Aufgabe ▸ Entnimm bitte allen folgenden Datensätzen sämtliche Zeilen und gib sie wortgetreu wieder. Die Bilder lässt du dabei weg.

Gezeigte Datensätze ▸
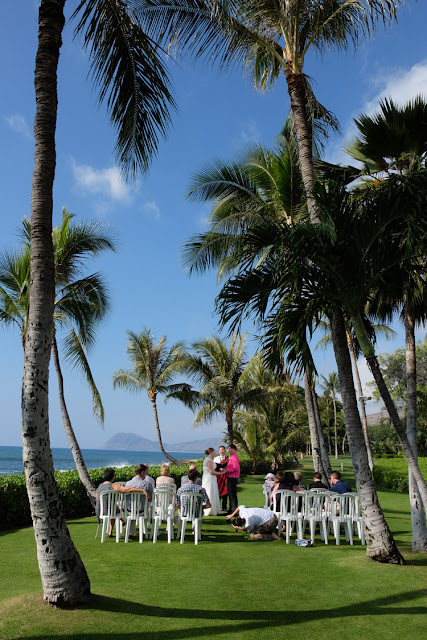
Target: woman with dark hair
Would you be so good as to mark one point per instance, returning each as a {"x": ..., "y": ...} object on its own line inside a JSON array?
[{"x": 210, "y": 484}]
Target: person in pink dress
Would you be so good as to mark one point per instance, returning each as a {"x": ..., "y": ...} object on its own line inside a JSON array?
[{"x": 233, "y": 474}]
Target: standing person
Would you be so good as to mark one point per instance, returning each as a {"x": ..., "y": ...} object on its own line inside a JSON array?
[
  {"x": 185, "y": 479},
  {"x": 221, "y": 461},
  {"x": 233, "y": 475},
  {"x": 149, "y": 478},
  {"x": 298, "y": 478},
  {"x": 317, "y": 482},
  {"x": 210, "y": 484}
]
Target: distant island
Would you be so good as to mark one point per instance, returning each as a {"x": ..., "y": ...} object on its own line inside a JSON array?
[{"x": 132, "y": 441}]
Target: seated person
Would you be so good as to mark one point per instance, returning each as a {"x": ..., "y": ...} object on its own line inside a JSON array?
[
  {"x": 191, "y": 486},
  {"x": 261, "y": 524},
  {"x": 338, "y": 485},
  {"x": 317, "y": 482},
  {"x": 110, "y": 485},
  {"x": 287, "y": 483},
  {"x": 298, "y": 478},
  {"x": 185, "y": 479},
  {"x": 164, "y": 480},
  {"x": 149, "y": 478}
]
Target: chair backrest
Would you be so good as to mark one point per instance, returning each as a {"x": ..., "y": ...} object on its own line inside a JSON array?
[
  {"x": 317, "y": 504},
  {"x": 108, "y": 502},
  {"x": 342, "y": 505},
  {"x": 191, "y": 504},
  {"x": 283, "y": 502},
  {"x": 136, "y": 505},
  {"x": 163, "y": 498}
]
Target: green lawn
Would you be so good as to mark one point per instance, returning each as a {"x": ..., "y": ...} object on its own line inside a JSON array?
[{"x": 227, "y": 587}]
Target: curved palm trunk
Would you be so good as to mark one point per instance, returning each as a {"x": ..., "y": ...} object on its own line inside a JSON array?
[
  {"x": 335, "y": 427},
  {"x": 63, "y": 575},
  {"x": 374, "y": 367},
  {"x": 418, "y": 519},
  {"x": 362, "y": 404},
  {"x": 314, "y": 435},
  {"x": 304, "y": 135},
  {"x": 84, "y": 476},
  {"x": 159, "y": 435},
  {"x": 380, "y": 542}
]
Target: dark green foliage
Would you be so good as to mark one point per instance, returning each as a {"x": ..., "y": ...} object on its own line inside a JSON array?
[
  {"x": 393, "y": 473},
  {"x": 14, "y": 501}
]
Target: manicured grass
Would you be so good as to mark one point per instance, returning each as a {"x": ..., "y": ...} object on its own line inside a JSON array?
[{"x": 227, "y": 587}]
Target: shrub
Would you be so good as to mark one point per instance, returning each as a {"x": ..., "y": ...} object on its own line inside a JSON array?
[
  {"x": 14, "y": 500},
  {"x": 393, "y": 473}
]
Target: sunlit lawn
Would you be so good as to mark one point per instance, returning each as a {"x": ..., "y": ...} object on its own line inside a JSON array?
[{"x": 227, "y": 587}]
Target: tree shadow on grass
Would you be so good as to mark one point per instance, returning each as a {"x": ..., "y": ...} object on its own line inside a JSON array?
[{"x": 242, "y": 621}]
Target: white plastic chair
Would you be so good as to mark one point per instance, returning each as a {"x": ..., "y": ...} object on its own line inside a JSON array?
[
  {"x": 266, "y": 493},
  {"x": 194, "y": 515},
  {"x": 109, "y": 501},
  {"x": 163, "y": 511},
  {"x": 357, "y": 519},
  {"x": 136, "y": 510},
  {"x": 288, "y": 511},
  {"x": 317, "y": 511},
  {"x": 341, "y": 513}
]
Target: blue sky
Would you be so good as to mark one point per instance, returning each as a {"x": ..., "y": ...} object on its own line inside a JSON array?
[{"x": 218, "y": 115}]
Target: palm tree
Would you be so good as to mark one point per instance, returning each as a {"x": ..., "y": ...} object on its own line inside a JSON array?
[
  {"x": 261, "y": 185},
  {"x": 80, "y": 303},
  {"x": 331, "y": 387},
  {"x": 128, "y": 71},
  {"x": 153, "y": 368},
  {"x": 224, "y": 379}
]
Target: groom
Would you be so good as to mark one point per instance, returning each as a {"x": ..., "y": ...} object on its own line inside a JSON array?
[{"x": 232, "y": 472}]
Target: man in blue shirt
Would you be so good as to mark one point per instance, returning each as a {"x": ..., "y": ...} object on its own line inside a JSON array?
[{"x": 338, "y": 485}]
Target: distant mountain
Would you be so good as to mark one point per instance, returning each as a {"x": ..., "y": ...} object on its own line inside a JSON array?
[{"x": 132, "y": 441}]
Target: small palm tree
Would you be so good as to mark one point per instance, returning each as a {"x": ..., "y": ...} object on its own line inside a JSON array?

Lösung ▸
Target: woman with dark hair
Would you be so good as to mark one point per instance, returning each as a {"x": ..., "y": ...} object on its own line inside a JSON array?
[{"x": 210, "y": 484}]
Target: person in pink dress
Would you be so good as to mark one point per instance, returning each as a {"x": ..., "y": ...} object on its own line inside a JSON array?
[{"x": 233, "y": 474}]
Target: standing person
Would you be so good as to mark one point per instance, returning each as a {"x": ..., "y": ...} object on its own line inside a JSON array?
[
  {"x": 185, "y": 479},
  {"x": 221, "y": 461},
  {"x": 233, "y": 475},
  {"x": 149, "y": 478},
  {"x": 298, "y": 478},
  {"x": 317, "y": 482},
  {"x": 210, "y": 484}
]
Target: distant island
Would you be so good as to mark one point per instance, returning each as a {"x": ..., "y": ...} object on its own line inside a JSON array?
[{"x": 132, "y": 441}]
Target: seated person
Would you be so good as to mark one point per instance, returning each as a {"x": ..., "y": ...} object on its own line inside a JSON array?
[
  {"x": 191, "y": 486},
  {"x": 261, "y": 524},
  {"x": 338, "y": 485},
  {"x": 317, "y": 482},
  {"x": 110, "y": 485},
  {"x": 287, "y": 483},
  {"x": 298, "y": 478},
  {"x": 185, "y": 479},
  {"x": 164, "y": 480},
  {"x": 149, "y": 478}
]
Target: chair backrest
Would you be so good as to mark one point per instance, returning each as a {"x": ..., "y": ...} object on its own line inside a JSON array?
[
  {"x": 317, "y": 504},
  {"x": 108, "y": 502},
  {"x": 342, "y": 505},
  {"x": 191, "y": 504},
  {"x": 283, "y": 502},
  {"x": 136, "y": 505},
  {"x": 163, "y": 498}
]
Target: green lawn
Would you be so good as to mark one point per instance, returning each as a {"x": ..., "y": ...} object on its own line inside a JSON array?
[{"x": 227, "y": 587}]
Target: curved palm trunk
Would you be so good as to mark one point per instance, returning each as a {"x": ..., "y": ...} object on its own line inside a JSON array?
[
  {"x": 335, "y": 427},
  {"x": 63, "y": 575},
  {"x": 374, "y": 367},
  {"x": 418, "y": 519},
  {"x": 362, "y": 404},
  {"x": 314, "y": 435},
  {"x": 304, "y": 135},
  {"x": 84, "y": 476},
  {"x": 159, "y": 435},
  {"x": 380, "y": 542}
]
Target: dark green foliage
Would you be so good as to mark one point per instance, returning each as a {"x": ..., "y": ...} object on its own line inside a JSON array?
[
  {"x": 393, "y": 473},
  {"x": 14, "y": 501}
]
Target: manicured grass
Would you be so good as to mark one point per instance, returning each as a {"x": ..., "y": ...} object on its own line inside a JSON array?
[{"x": 227, "y": 587}]
Target: shrub
Would you be so good as to mark one point per instance, returning each as a {"x": ..., "y": ...} object on its own line inside a JSON array?
[
  {"x": 14, "y": 500},
  {"x": 393, "y": 473}
]
Target: sunlit lawn
Would you be so good as to mark one point per instance, returning each as a {"x": ..., "y": ...} object on its own line inside a JSON array?
[{"x": 227, "y": 587}]
Target: tree shadow on grass
Would you be so good as to mark one point per instance, returning each as a {"x": ..., "y": ...} object on its own line inside a JSON array?
[{"x": 242, "y": 621}]
Target: white plastic chair
Would you be so good as to mark one point per instance, returning each as a {"x": ..., "y": ...} object on its own line inside a JSON array?
[
  {"x": 266, "y": 493},
  {"x": 194, "y": 515},
  {"x": 109, "y": 501},
  {"x": 163, "y": 511},
  {"x": 357, "y": 519},
  {"x": 136, "y": 510},
  {"x": 288, "y": 511},
  {"x": 317, "y": 511},
  {"x": 341, "y": 513}
]
Target: blue sky
Would you be so good as to mark one point per instance, returning each as a {"x": ..., "y": ...} object on its own line inside a JSON array?
[{"x": 218, "y": 115}]
Target: palm tree
Would you be so good as to mark one point per instance, returning each as a {"x": ..., "y": ...} object on its own line inside a JSON array?
[
  {"x": 261, "y": 185},
  {"x": 80, "y": 303},
  {"x": 331, "y": 387},
  {"x": 128, "y": 71},
  {"x": 153, "y": 368},
  {"x": 224, "y": 379}
]
Target: groom
Would you be so good as to mark one point per instance, returning each as a {"x": ..., "y": ...} object on its own line inside a JSON array?
[{"x": 232, "y": 472}]
Target: man in blue shirt
Would you be so good as to mark one point per instance, returning each as a {"x": ..., "y": ...} object on its own line inside a JSON array?
[{"x": 338, "y": 485}]
Target: distant mountain
Would you be so good as to mark one point per instance, returning each as a {"x": ..., "y": ...} object on its own line inside a JSON array?
[{"x": 132, "y": 441}]
Target: small palm tree
Would you be so good as to mark one point per instance, returning each as a {"x": ..., "y": ...} object on its own line inside a JSON array?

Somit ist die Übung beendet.